* **Request**:
Retype the Bristol UCU response on USS pensions below word for word, from start to finish.

* **Source text**:

Response to the Message from the Vice Chancellor to USS members on 14 November 2014.

Bristol UCU’s Executive Committee welcomes Sir Eric Thomas’ contribution to the debate on USS pensions and his acknowledgement that the pension offer is at the heart of the University’s ability to attract and retain outstanding staff. Like Sir Eric, we are not pensions experts but we, too, assisted by UCU’s national experts and actuaries, and the collective expertise of concerned academics and union members across the country, have spent considerable time familiarising ourselves with the various issues.

These issues, and our differences with the Universities UK (UUK) position, have revolved around the extent of the deficit in the USS fund; the means by which this deficit can be corrected to meet statutory requirements; and the process by which those decisions are being considered and made. In addition, we are worried by aspects of the industrial relations landscape that Sir Eric did not address.

On the process for pension scheme change

In our view, the process is fundamental and we will address that first. It is crucial to follow an open and consultative process if our members and, indeed, all staff in USS are to have faith that their interests have been fully considered and robustly represented alongside the various competing and often contradictory interests of the Pensions Regulator, the USS Trustees, and the sector employers as represented by Vice Chancellors and their Finance and HR Directors acting through UUK. The USS constitution decrees that the only way that USS rule changes can be made is by a majority vote of a Joint Negotiating Committee (JNC) consisting of equal numbers of UUK and UCU representatives and a voting Chair, currently Sir Andrew Cubie. It is worth making very clear that, as the JNC’s name suggests, this must be a true and fair joint negotiation. The strong view of our representatives on that JNC is that the employers’ proposals were being presented as a fait accompli which Sir Andrew Cubie might be induced to rubber-stamp without adequate negotiation having taken place. For that reason, the main aim of our industrial action to date has been to secure proper and meaningful negotiation and we are very pleased that UUK have at last agreed not to press their proposals to a vote until a series of formal and informal negotiating meetings have taken place.

* **Recorded information**:
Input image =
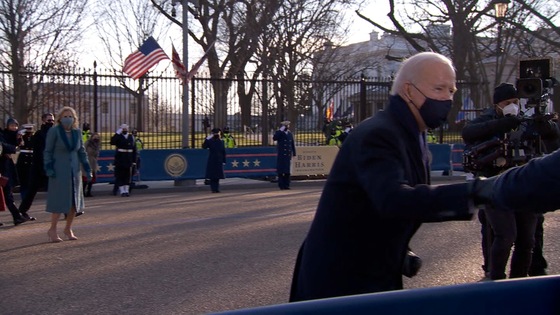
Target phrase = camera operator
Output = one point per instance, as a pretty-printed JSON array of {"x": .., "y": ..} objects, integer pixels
[{"x": 500, "y": 229}]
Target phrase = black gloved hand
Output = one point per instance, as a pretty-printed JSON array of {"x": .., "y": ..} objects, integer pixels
[
  {"x": 411, "y": 265},
  {"x": 482, "y": 190},
  {"x": 508, "y": 123}
]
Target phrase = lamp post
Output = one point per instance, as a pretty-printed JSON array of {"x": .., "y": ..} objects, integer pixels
[
  {"x": 500, "y": 10},
  {"x": 185, "y": 26}
]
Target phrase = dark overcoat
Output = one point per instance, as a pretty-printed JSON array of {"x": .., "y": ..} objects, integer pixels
[
  {"x": 374, "y": 200},
  {"x": 216, "y": 158},
  {"x": 536, "y": 183},
  {"x": 286, "y": 148},
  {"x": 125, "y": 153}
]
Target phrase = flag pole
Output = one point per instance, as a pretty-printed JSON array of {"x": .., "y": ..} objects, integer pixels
[{"x": 185, "y": 116}]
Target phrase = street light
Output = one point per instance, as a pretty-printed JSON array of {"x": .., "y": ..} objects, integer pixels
[
  {"x": 500, "y": 10},
  {"x": 185, "y": 116}
]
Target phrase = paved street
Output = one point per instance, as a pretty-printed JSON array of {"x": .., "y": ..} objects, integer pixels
[{"x": 172, "y": 252}]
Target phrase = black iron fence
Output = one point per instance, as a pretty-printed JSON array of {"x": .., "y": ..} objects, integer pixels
[{"x": 252, "y": 109}]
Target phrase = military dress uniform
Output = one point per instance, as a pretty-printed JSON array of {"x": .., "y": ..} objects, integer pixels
[
  {"x": 125, "y": 159},
  {"x": 229, "y": 141},
  {"x": 24, "y": 162},
  {"x": 285, "y": 150}
]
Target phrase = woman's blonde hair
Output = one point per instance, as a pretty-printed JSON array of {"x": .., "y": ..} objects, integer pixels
[{"x": 71, "y": 110}]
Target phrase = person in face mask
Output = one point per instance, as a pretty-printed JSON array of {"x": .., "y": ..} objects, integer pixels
[
  {"x": 64, "y": 159},
  {"x": 38, "y": 178},
  {"x": 378, "y": 191},
  {"x": 500, "y": 229},
  {"x": 93, "y": 147},
  {"x": 125, "y": 159}
]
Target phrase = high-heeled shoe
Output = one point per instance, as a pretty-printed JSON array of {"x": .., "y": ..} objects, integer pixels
[
  {"x": 53, "y": 237},
  {"x": 70, "y": 235}
]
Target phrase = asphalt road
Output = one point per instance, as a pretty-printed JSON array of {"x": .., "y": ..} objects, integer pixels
[{"x": 196, "y": 252}]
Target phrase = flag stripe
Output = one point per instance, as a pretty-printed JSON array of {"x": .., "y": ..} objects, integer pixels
[{"x": 147, "y": 56}]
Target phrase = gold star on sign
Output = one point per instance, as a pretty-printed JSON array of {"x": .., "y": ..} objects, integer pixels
[{"x": 111, "y": 167}]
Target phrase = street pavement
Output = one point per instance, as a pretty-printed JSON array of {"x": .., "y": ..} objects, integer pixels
[{"x": 171, "y": 249}]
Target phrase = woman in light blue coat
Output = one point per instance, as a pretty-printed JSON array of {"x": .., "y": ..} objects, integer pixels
[{"x": 64, "y": 154}]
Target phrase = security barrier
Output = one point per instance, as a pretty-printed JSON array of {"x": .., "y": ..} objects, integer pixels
[{"x": 539, "y": 295}]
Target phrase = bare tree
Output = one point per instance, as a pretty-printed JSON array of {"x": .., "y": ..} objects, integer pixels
[
  {"x": 472, "y": 42},
  {"x": 36, "y": 36},
  {"x": 300, "y": 30}
]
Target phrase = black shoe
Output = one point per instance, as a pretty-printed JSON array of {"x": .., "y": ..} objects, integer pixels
[
  {"x": 27, "y": 217},
  {"x": 19, "y": 221},
  {"x": 537, "y": 272}
]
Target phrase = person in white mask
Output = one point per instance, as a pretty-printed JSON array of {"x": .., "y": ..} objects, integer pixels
[{"x": 501, "y": 229}]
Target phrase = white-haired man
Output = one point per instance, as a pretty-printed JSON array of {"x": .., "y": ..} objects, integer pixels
[{"x": 378, "y": 193}]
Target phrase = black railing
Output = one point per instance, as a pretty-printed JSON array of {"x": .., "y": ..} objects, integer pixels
[{"x": 252, "y": 109}]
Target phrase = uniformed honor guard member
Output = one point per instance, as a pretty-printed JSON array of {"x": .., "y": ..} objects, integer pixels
[
  {"x": 229, "y": 141},
  {"x": 285, "y": 149},
  {"x": 125, "y": 159},
  {"x": 25, "y": 159},
  {"x": 216, "y": 159}
]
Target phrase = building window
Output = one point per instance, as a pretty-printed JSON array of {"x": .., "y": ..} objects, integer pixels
[{"x": 104, "y": 107}]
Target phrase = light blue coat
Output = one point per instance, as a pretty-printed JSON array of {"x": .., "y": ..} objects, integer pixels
[{"x": 64, "y": 154}]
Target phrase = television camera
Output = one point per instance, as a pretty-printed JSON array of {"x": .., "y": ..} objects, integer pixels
[{"x": 519, "y": 146}]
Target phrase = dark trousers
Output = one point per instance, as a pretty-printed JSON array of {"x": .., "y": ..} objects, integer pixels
[
  {"x": 284, "y": 180},
  {"x": 122, "y": 175},
  {"x": 9, "y": 199},
  {"x": 538, "y": 262},
  {"x": 487, "y": 238},
  {"x": 511, "y": 228},
  {"x": 215, "y": 185}
]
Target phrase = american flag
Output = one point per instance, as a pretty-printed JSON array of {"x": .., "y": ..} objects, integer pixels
[
  {"x": 180, "y": 69},
  {"x": 147, "y": 56}
]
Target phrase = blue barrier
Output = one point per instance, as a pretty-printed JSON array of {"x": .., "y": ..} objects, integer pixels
[
  {"x": 179, "y": 164},
  {"x": 441, "y": 157},
  {"x": 539, "y": 295},
  {"x": 457, "y": 157}
]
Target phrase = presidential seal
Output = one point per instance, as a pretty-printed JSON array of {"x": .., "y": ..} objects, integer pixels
[{"x": 175, "y": 165}]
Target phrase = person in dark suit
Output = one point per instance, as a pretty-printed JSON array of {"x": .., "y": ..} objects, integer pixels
[
  {"x": 378, "y": 192},
  {"x": 216, "y": 159},
  {"x": 537, "y": 182},
  {"x": 285, "y": 150},
  {"x": 125, "y": 159}
]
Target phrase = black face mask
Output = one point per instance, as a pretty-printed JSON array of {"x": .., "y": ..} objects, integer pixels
[{"x": 434, "y": 112}]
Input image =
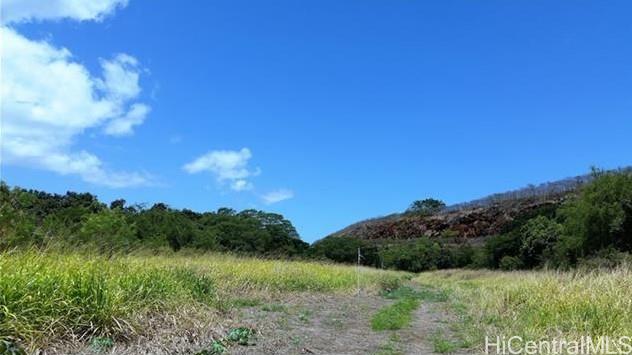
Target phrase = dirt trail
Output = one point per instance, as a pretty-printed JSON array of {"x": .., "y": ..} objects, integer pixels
[
  {"x": 342, "y": 325},
  {"x": 302, "y": 324}
]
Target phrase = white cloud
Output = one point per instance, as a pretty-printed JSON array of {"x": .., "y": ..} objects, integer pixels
[
  {"x": 48, "y": 100},
  {"x": 14, "y": 11},
  {"x": 123, "y": 126},
  {"x": 227, "y": 165},
  {"x": 277, "y": 196}
]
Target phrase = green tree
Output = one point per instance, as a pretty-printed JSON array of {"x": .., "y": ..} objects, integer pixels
[
  {"x": 539, "y": 237},
  {"x": 426, "y": 207},
  {"x": 600, "y": 217},
  {"x": 109, "y": 231}
]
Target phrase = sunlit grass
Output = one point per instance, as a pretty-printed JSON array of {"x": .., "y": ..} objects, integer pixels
[
  {"x": 46, "y": 295},
  {"x": 540, "y": 304}
]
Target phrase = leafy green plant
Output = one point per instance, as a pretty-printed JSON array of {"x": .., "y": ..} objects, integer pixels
[
  {"x": 101, "y": 344},
  {"x": 241, "y": 335},
  {"x": 9, "y": 347}
]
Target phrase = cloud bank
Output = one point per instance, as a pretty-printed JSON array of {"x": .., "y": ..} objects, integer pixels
[
  {"x": 277, "y": 196},
  {"x": 228, "y": 166}
]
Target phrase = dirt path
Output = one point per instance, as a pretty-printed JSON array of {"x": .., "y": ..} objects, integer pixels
[
  {"x": 342, "y": 325},
  {"x": 302, "y": 324}
]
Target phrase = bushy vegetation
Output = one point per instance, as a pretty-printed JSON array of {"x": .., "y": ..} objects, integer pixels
[
  {"x": 426, "y": 207},
  {"x": 538, "y": 304},
  {"x": 593, "y": 225},
  {"x": 35, "y": 218},
  {"x": 50, "y": 295}
]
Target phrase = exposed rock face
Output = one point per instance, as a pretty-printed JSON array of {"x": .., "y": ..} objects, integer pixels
[{"x": 467, "y": 223}]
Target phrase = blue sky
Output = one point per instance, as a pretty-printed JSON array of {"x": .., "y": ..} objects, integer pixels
[{"x": 328, "y": 112}]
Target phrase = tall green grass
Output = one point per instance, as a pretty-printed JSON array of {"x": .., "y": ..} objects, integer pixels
[
  {"x": 46, "y": 295},
  {"x": 540, "y": 304}
]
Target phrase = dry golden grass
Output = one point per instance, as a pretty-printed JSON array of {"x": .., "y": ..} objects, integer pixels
[{"x": 52, "y": 295}]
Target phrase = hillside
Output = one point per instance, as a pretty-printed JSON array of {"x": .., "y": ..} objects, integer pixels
[{"x": 471, "y": 221}]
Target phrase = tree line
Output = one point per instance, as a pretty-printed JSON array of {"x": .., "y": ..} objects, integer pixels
[{"x": 79, "y": 220}]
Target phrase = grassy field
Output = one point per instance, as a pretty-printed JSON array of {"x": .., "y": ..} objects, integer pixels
[
  {"x": 537, "y": 304},
  {"x": 47, "y": 296}
]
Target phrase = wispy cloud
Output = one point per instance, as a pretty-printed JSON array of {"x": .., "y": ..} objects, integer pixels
[
  {"x": 229, "y": 166},
  {"x": 15, "y": 11},
  {"x": 273, "y": 197}
]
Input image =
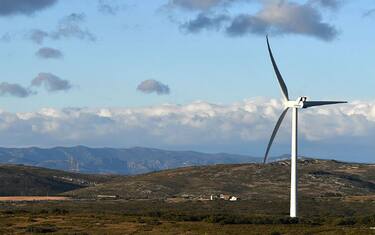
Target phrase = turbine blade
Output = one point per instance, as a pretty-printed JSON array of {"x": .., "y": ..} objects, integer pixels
[
  {"x": 281, "y": 118},
  {"x": 308, "y": 104},
  {"x": 283, "y": 87}
]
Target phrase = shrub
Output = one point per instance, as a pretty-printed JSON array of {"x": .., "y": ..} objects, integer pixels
[{"x": 41, "y": 228}]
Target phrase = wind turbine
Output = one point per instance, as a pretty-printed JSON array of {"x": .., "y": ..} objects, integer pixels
[{"x": 300, "y": 103}]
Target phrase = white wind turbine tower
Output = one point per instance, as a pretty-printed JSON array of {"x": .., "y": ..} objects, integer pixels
[{"x": 300, "y": 103}]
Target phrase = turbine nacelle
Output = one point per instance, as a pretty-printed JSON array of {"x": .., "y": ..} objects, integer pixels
[{"x": 298, "y": 103}]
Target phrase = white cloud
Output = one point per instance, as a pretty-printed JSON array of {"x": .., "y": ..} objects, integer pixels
[{"x": 242, "y": 127}]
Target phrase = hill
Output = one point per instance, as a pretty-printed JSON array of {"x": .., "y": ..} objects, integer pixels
[
  {"x": 317, "y": 178},
  {"x": 114, "y": 161},
  {"x": 19, "y": 180}
]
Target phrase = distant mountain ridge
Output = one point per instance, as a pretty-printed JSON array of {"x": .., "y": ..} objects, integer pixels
[{"x": 125, "y": 161}]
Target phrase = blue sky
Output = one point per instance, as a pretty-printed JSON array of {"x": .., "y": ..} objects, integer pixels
[{"x": 104, "y": 63}]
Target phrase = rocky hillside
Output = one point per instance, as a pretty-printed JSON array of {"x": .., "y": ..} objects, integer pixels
[
  {"x": 19, "y": 180},
  {"x": 114, "y": 161},
  {"x": 317, "y": 178}
]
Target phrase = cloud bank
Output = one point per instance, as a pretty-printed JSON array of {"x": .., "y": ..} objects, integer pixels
[
  {"x": 69, "y": 27},
  {"x": 242, "y": 127},
  {"x": 49, "y": 53},
  {"x": 153, "y": 86},
  {"x": 273, "y": 17},
  {"x": 26, "y": 7},
  {"x": 51, "y": 82},
  {"x": 15, "y": 90}
]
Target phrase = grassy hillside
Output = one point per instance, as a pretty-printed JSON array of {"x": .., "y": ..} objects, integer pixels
[
  {"x": 317, "y": 178},
  {"x": 114, "y": 161},
  {"x": 19, "y": 180}
]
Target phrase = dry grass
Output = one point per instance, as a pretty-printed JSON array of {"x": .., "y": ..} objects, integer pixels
[{"x": 32, "y": 198}]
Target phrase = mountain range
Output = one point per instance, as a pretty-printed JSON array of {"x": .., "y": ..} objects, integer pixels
[{"x": 122, "y": 161}]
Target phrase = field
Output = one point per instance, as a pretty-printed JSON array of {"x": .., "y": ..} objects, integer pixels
[
  {"x": 187, "y": 217},
  {"x": 334, "y": 198},
  {"x": 31, "y": 198}
]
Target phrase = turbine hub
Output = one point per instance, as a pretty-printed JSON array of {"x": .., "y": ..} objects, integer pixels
[{"x": 298, "y": 103}]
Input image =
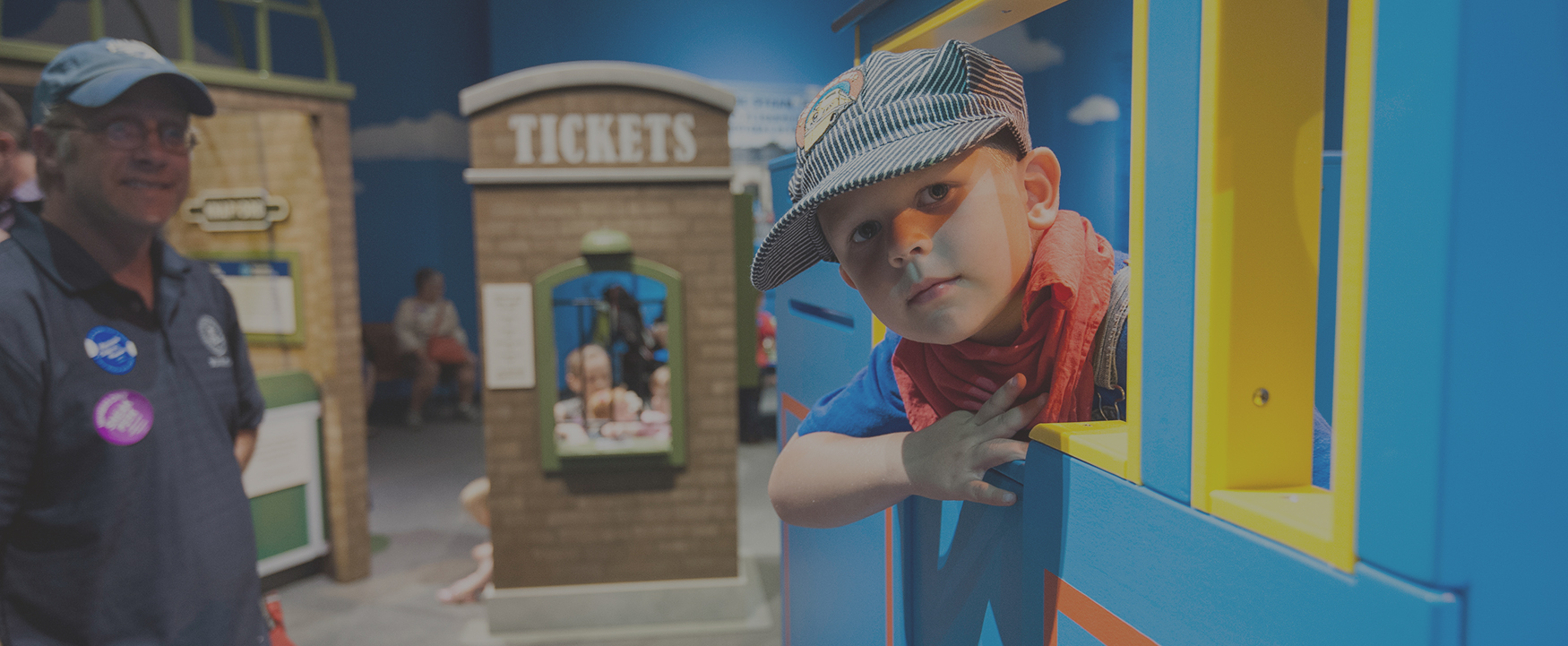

* **Response below**:
Response to the Message from the Vice Chancellor to USS members on 14 November 2014.

Bristol UCU’s Executive Committee welcomes Sir Eric Thomas’ contribution to the debate on USS pensions and his acknowledgement that the pension offer is at the heart of the University’s ability to attract and retain outstanding staff. Like Sir Eric, we are not pensions experts but we, too, assisted by UCU’s national experts and actuaries, and the collective expertise of concerned academics and union members across the country, have spent considerable time familiarising ourselves with the various issues.

These issues, and our differences with the Universities UK (UUK) position, have revolved around the extent of the deficit in the USS fund; the means by which this deficit can be corrected to meet statutory requirements; and the process by which those decisions are being considered and made. In addition, we are worried by aspects of the industrial relations landscape that Sir Eric did not address.

On the process for pension scheme change

In our view, the process is fundamental and we will address that first. It is crucial to follow an open and consultative process if our members and, indeed, all staff in USS are to have faith that their interests have been fully considered and robustly represented alongside the various competing and often contradictory interests of the Pensions Regulator, the USS Trustees, and the sector employers as represented by Vice Chancellors and their Finance and HR Directors acting through UUK. The USS constitution decrees that the only way that USS rule changes can be made is by a majority vote of a Joint Negotiating Committee (JNC) consisting of equal numbers of UUK and UCU representatives and a voting Chair, currently Sir Andrew Cubie. It is worth making very clear that, as the JNC’s name suggests, this must be a true and fair joint negotiation. The strong view of our representatives on that JNC is that the employers’ proposals were being presented as a fait accompli which Sir Andrew Cubie might be induced to rubber-stamp without adequate negotiation having taken place. For that reason, the main aim of our industrial action to date has been to secure proper and meaningful negotiation and we are very pleased that UUK have at last agreed not to press their proposals to a vote until a series of formal and informal negotiating meetings have taken place.